Problem requirements – Reproduce every entry below verbatim, but leave the pictures out of your copy.

-- START OF Exercise material --

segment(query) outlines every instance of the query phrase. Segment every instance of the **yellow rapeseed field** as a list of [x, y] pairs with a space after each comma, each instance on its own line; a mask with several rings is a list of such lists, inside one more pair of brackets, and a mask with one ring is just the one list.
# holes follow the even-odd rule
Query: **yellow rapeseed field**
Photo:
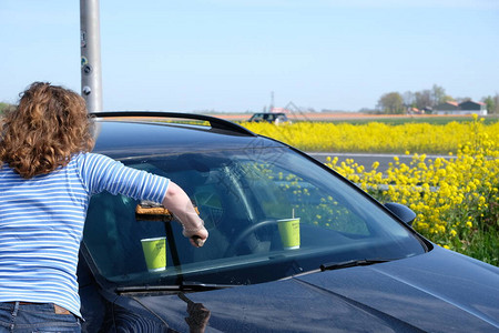
[[[446, 125], [406, 123], [389, 125], [370, 122], [365, 125], [332, 122], [297, 122], [286, 125], [244, 122], [248, 130], [271, 137], [304, 151], [324, 152], [457, 152], [459, 144], [473, 140], [469, 124]], [[481, 127], [489, 140], [499, 141], [499, 122]]]
[[[411, 154], [409, 164], [395, 158], [386, 172], [377, 171], [377, 162], [338, 164], [337, 158], [328, 158], [326, 164], [380, 202], [411, 208], [417, 213], [413, 226], [437, 244], [499, 265], [499, 123], [485, 125], [473, 117], [446, 125], [243, 125], [305, 151]], [[426, 155], [442, 152], [455, 159]]]

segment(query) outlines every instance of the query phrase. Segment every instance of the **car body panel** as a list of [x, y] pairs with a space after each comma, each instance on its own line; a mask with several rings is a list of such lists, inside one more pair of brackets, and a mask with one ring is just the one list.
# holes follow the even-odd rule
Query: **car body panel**
[[[213, 128], [132, 121], [100, 120], [96, 135], [94, 151], [118, 160], [286, 147]], [[100, 275], [83, 244], [78, 273], [86, 319], [83, 332], [200, 331], [192, 323], [203, 320], [205, 332], [499, 332], [499, 268], [431, 244], [404, 228], [428, 252], [367, 266], [324, 272], [317, 266], [278, 281], [196, 292], [119, 292]], [[202, 304], [200, 319], [195, 311], [187, 313], [193, 304]]]
[[[499, 330], [495, 271], [437, 246], [371, 266], [186, 295], [211, 312], [206, 332], [491, 332]], [[176, 294], [121, 297], [189, 330]]]

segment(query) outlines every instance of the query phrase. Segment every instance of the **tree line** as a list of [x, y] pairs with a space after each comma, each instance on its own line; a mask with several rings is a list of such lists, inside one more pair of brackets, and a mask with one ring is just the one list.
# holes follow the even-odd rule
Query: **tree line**
[[[461, 103], [471, 100], [470, 98], [452, 98], [446, 93], [446, 90], [437, 84], [434, 84], [431, 89], [421, 91], [406, 91], [388, 92], [383, 94], [378, 104], [376, 105], [379, 113], [386, 114], [405, 114], [411, 109], [425, 111], [431, 113], [431, 110], [441, 103], [454, 101]], [[499, 114], [499, 93], [496, 95], [488, 95], [481, 99], [481, 102], [486, 103], [486, 108], [489, 114]]]

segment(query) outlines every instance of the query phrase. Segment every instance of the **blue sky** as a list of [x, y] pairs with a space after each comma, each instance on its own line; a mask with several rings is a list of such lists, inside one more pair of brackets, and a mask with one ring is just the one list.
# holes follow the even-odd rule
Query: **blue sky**
[[[0, 101], [80, 92], [80, 1], [0, 1]], [[105, 110], [358, 111], [438, 84], [499, 93], [497, 0], [101, 0]]]

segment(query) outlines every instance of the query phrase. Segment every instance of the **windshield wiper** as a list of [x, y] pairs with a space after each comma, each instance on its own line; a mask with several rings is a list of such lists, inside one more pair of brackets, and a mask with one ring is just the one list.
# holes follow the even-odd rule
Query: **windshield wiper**
[[334, 271], [339, 269], [355, 268], [355, 266], [367, 266], [377, 263], [388, 262], [391, 260], [388, 259], [358, 259], [358, 260], [348, 260], [343, 262], [336, 262], [330, 264], [320, 265], [320, 271]]
[[173, 285], [129, 285], [118, 286], [116, 293], [144, 293], [144, 292], [169, 292], [169, 291], [210, 291], [233, 287], [233, 284], [215, 284], [215, 283], [201, 283], [194, 281], [184, 281], [181, 284]]

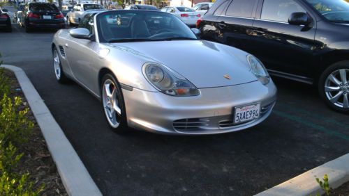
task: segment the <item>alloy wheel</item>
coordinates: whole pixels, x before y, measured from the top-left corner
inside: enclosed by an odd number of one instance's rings
[[[59,61],[59,56],[58,56],[58,51],[55,49],[53,52],[53,66],[54,68],[54,74],[57,80],[61,79],[61,62]]]
[[[102,99],[107,120],[113,128],[117,128],[121,121],[121,110],[118,91],[115,83],[111,79],[106,79],[103,83]]]
[[[349,70],[340,69],[332,72],[325,82],[325,93],[334,106],[349,108]]]

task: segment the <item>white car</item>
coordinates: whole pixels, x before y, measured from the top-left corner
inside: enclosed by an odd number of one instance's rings
[[[168,6],[161,10],[174,15],[188,26],[195,26],[196,22],[201,17],[200,13],[192,8],[184,6]]]
[[[193,9],[203,16],[213,4],[214,3],[209,2],[199,3],[193,7]]]
[[[73,10],[68,13],[66,20],[68,25],[78,24],[84,12],[91,10],[105,10],[104,7],[98,3],[79,3],[74,6]]]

-- END OF Exercise material --

Answer –
segment(query) outlines every instance of the query phrase. Segment every instance of the **yellow rapeseed field** as a list of [x, y] pairs with a space after each comma, each instance on its own line; a mask with several rings is a list of such lists, inside one more pair of brackets, and a mask with one ring is just the one list.
# holes follow the even-odd rule
Query: **yellow rapeseed field**
Photo:
[[[446, 125], [406, 123], [389, 125], [370, 122], [365, 125], [332, 122], [297, 122], [286, 125], [244, 122], [248, 130], [271, 137], [304, 151], [324, 152], [457, 152], [459, 144], [473, 140], [469, 124]], [[481, 127], [489, 140], [499, 141], [499, 122]]]
[[[411, 154], [409, 164], [395, 158], [386, 172], [377, 171], [377, 162], [338, 164], [337, 158], [328, 158], [326, 164], [380, 202], [411, 208], [417, 213], [413, 226], [437, 244], [499, 265], [499, 123], [485, 125], [473, 117], [446, 125], [243, 125], [305, 151]], [[426, 155], [442, 152], [455, 159]]]

segment(query) outlines every instance of the query phrase. Segment every instance of the **car body panel** as a list of [x, y] pairs with a space after each comma, each instance on its own line; a mask with several rings is a list of such lists, inside one more pair of brackets, and a mask with one ring is just the one list.
# holes follow the even-odd rule
Query: **car body panel**
[[[213, 128], [132, 121], [100, 120], [96, 135], [94, 151], [118, 160], [286, 147]], [[100, 275], [83, 244], [78, 273], [86, 319], [83, 332], [200, 331], [192, 323], [203, 320], [205, 332], [499, 332], [499, 268], [431, 244], [404, 228], [428, 252], [367, 266], [324, 272], [317, 266], [278, 281], [196, 292], [119, 292]], [[202, 304], [200, 319], [195, 311], [187, 313], [193, 304]]]
[[[499, 330], [495, 271], [437, 246], [371, 266], [186, 295], [211, 312], [206, 332], [491, 332]], [[176, 294], [121, 297], [189, 330]]]

segment(query) outlines every instance of the query phrase. Segment every instance of the **tree line** as a list of [x, y] pairs with a space after each comma, each instance on its own line; a mask with several rings is a list of such lists, inside one more pair of brackets, and a mask with one ring is just the one list.
# holes follow the even-odd rule
Query: **tree line**
[[[461, 103], [471, 100], [470, 98], [452, 98], [446, 93], [446, 90], [437, 84], [434, 84], [431, 89], [421, 91], [406, 91], [388, 92], [383, 94], [378, 104], [376, 105], [379, 113], [386, 114], [405, 114], [411, 109], [425, 111], [431, 113], [431, 110], [441, 103], [454, 101]], [[499, 114], [499, 93], [496, 95], [488, 95], [481, 99], [481, 102], [486, 103], [486, 108], [489, 114]]]

segment(query) outlines every instance of the query phrase. Segment every instance of the **blue sky** as a list of [x, y] pairs with a space after each comma, each instance on its own line; a mask with several rings is a list of such lists, inside one more pair of brackets, and a mask with one ring is just the one list.
# holes follow the even-odd rule
Query: **blue sky**
[[[0, 101], [80, 92], [80, 1], [0, 1]], [[105, 110], [358, 111], [438, 84], [499, 93], [497, 0], [101, 0]]]

segment(query) outlines every instance of the query phrase. Segment every instance of the **windshield wiper** as a list of [x, y] pairs with a space after each comma, each instance on its own line; a mask with several rings is a list of such lists, inside one more pair of brackets, and a mask with one ring is just the one list.
# holes follow the even-odd rule
Query: **windshield wiper**
[[334, 271], [339, 269], [355, 268], [355, 266], [367, 266], [377, 263], [388, 262], [391, 260], [388, 259], [358, 259], [358, 260], [348, 260], [343, 262], [336, 262], [330, 264], [320, 265], [320, 271]]
[[173, 285], [129, 285], [118, 286], [116, 293], [144, 293], [144, 292], [169, 292], [169, 291], [210, 291], [233, 287], [233, 284], [215, 284], [215, 283], [201, 283], [194, 281], [184, 281], [181, 284]]

task: segment the <item>alloy wheel</item>
coordinates: whole pixels, x before y, measured from the top-left corner
inside: enclosed by an odd number of one instance's rings
[[[59,61],[59,56],[58,56],[58,51],[55,49],[53,52],[53,66],[54,68],[54,74],[57,80],[61,79],[61,62]]]
[[[102,99],[107,120],[113,128],[117,128],[121,121],[121,110],[118,91],[115,83],[111,79],[106,79],[103,83]]]
[[[349,70],[340,69],[332,72],[325,82],[325,93],[334,106],[349,108]]]

task: segment the <item>white car</item>
coordinates: whole pixels, x before y, measured from the top-left corner
inside: enclosed by an odd number of one instance's rings
[[[168,6],[161,10],[174,15],[188,26],[195,26],[196,22],[201,17],[200,13],[192,8],[184,6]]]
[[[193,9],[203,16],[213,4],[214,3],[209,2],[199,3],[193,7]]]
[[[73,10],[68,13],[66,20],[68,25],[78,24],[84,12],[91,10],[105,10],[104,7],[98,3],[79,3],[74,6]]]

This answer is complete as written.